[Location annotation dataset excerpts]
--- START ---

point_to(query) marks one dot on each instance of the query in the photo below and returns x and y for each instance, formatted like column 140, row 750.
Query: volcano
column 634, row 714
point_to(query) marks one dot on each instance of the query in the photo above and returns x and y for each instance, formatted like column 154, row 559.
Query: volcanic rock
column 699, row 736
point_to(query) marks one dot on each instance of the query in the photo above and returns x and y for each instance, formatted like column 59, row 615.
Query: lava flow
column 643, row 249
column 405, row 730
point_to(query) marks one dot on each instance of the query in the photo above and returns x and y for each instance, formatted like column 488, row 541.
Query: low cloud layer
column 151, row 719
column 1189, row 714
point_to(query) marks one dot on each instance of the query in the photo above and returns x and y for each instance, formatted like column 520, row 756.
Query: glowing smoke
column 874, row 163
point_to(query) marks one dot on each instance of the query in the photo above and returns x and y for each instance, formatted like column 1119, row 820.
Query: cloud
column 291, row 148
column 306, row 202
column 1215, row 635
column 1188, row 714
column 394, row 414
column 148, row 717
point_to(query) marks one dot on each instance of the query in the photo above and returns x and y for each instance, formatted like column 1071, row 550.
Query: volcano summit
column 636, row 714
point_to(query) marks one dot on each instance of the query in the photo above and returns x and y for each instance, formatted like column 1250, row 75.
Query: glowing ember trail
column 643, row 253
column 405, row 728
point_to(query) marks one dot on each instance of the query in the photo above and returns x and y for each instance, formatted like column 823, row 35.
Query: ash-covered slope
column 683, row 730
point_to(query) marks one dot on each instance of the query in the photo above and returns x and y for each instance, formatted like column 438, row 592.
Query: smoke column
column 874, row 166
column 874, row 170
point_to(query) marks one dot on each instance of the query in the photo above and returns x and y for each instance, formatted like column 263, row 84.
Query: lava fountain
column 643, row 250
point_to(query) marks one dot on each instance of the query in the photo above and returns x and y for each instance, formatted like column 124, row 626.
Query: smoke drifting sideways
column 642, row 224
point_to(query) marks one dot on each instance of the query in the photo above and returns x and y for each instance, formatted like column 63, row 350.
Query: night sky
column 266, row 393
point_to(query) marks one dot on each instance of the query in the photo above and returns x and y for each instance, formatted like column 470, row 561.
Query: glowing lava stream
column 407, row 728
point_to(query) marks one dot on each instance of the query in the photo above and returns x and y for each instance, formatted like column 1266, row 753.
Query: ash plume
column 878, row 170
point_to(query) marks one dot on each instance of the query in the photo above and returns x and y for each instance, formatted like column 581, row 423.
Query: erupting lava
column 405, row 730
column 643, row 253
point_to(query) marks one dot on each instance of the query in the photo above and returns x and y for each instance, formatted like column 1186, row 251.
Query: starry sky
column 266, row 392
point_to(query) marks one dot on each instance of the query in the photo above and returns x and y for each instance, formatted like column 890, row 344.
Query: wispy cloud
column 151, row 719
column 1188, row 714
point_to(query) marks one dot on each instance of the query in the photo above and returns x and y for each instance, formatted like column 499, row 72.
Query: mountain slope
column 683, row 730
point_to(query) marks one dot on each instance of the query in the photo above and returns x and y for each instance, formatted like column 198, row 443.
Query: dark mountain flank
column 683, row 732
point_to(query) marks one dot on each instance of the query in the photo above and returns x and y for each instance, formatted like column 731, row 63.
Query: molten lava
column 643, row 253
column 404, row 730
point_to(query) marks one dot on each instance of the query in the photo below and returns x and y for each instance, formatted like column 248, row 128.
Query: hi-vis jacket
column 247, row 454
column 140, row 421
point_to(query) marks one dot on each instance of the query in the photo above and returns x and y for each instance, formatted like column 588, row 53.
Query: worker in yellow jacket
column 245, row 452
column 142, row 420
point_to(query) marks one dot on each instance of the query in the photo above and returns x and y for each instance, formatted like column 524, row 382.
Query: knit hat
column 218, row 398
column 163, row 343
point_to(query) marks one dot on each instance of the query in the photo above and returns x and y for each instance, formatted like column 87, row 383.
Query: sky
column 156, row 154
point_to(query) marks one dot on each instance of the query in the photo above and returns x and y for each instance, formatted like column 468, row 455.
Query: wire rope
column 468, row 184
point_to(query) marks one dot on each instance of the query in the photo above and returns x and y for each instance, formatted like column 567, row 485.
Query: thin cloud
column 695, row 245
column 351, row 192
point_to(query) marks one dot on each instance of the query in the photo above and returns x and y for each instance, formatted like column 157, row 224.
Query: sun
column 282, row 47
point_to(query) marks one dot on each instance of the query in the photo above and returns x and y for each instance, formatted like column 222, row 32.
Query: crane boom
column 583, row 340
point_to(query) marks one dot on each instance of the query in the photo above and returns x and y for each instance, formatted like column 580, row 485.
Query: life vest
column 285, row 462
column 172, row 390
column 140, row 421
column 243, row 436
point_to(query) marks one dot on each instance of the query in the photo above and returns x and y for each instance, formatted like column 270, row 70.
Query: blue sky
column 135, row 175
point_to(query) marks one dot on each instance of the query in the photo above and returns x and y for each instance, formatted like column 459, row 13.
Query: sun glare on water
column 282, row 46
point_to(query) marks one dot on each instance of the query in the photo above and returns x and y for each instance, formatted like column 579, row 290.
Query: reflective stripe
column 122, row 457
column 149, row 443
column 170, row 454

--- END ---

**Stated problem:**
Rewrite every one of the records with "formatted like" swapped for "written as", keeping everything else the same.

**Correct result:**
point_to(query) marks one dot on each instance of the query in the photo below and returns x and y for each instance, written as column 140, row 750.
Query: volcano
column 634, row 714
point_to(query) marks one dot on each instance of the query in the photo above and returns x and y for each instance, written as column 154, row 559.
Query: volcanic rock
column 699, row 736
point_to(query) marks one dot on each instance of the query in the photo above and returns x and y for each instance, written as column 59, row 615.
Query: lava flow
column 643, row 249
column 405, row 730
point_to(query) marks one dot on each instance of the query in the photo above and returns x and y for each instance, written as column 488, row 541.
Query: low cloud layer
column 151, row 719
column 1189, row 714
point_to(query) marks one dot on each instance of the query in the photo above and returns x and y for each instance, written as column 520, row 756.
Query: glowing smoke
column 874, row 163
point_to(query) marks one dot on each instance of the query in the photo above and returns x and y for each instance, written as column 1119, row 820.
Query: cloud
column 291, row 148
column 306, row 202
column 1215, row 635
column 1188, row 714
column 394, row 414
column 148, row 717
point_to(query) marks one dot on each instance of the query in the photo above and returns x and y for each instance, written as column 1071, row 550.
Query: volcano summit
column 636, row 714
point_to(query) marks one dot on each instance of the query in the photo above and returns x and y for each instance, written as column 1250, row 75.
Query: glowing ember trail
column 643, row 253
column 405, row 728
point_to(query) marks one dot on each instance of the query in the photo above and returns x and y for each instance, written as column 823, row 35.
Query: ash-covered slope
column 683, row 730
point_to(query) marks one dot on each instance of the query in the photo above and returns x and y for each instance, written as column 438, row 592.
Query: smoke column
column 874, row 166
column 874, row 170
point_to(query) marks one dot on each instance of the query in the photo above and returns x and y for each instance, written as column 263, row 84.
Query: lava fountain
column 643, row 250
point_to(query) marks one dot on each instance of the query in the photo above and returns x and y for each instance, written as column 124, row 626.
Query: smoke drifting sideways
column 642, row 224
point_to(query) marks one dot on each instance of the query in the photo above and returns x and y for each instance, written as column 63, row 350.
Query: night sky
column 266, row 393
point_to(query) marks one dot on each instance of the query in the photo above and returns x and y for each instance, written as column 470, row 561.
Query: glowing lava stream
column 407, row 728
point_to(query) marks one dot on each instance of the query in the photo above and returns x and y for each instance, written as column 1266, row 753.
Query: ash plume
column 878, row 170
point_to(query) marks one dot on each instance of the query in the photo above and returns x and y for each instance, written as column 581, row 423.
Query: erupting lava
column 405, row 730
column 643, row 253
point_to(query) marks one dot on each instance of the query in the photo above and returns x and y for each instance, written as column 1186, row 251.
Query: starry sky
column 266, row 392
point_to(query) marks one dot on each instance of the query in the photo above and returns x and y for each instance, written as column 890, row 344.
Query: wispy cloud
column 151, row 719
column 1188, row 714
point_to(query) marks one dot on each instance of the query in the photo above and returns x and y for each instance, written as column 499, row 72.
Query: mountain slope
column 683, row 730
point_to(query) marks one dot on each instance of the query in the photo above and returns x and y for each instance, written as column 198, row 443.
Query: dark mountain flank
column 683, row 732
point_to(query) marks one dot on each instance of the query in the photo above and returns x and y for each instance, written as column 731, row 63.
Query: molten lava
column 643, row 253
column 404, row 730
point_to(query) marks one dot on each instance of the query in the photo below and returns x and y for each instance, written as column 248, row 128.
Query: hi-vis jacket
column 247, row 454
column 140, row 421
point_to(query) marks one dot on each instance of the query in the photo above and returns x and y for each instance, written as column 588, row 53.
Query: worker in yellow jacket
column 245, row 452
column 142, row 420
point_to(query) marks one dot on each instance of the query in the photo above and returns x and y for each instance, written as column 524, row 382.
Query: knit hat
column 218, row 398
column 163, row 343
point_to(query) marks one dot on each instance of the query in the photo above and returns x and y for each instance, written as column 87, row 383.
Query: sky
column 156, row 154
point_to(query) marks one dot on each instance of the query in the photo above and returns x and y for each instance, written as column 468, row 455.
Query: wire rope
column 468, row 184
point_to(query) marks one dot on each instance of the query in the photo above and returns x and y for each instance, written as column 567, row 485.
Query: thin cloud
column 695, row 245
column 351, row 192
point_to(query) marks one dot on each instance of the query in the photo above and returns x and y for each instance, written as column 157, row 224.
Query: sun
column 282, row 47
point_to(query) marks one dot on each instance of the query in the photo above and returns x and y for each instance, written as column 222, row 32.
Query: crane boom
column 583, row 340
point_to(query) marks one dot on each instance of the query in the photo above and returns x and y for each instance, written as column 580, row 485.
Query: life vest
column 285, row 462
column 172, row 390
column 140, row 421
column 243, row 436
point_to(query) marks one dot on each instance of the query in the photo above and returns x and y for each instance, written as column 270, row 70.
Query: blue sky
column 135, row 175
point_to(query) marks one dot on each instance of the query in the photo above and returns x and y for each instance, written as column 459, row 13.
Query: sun glare on water
column 282, row 46
point_to(query) marks one dot on each instance of the query in the photo above and returns x and y for each instance, written as column 579, row 290.
Query: reflective stripe
column 122, row 457
column 149, row 443
column 170, row 454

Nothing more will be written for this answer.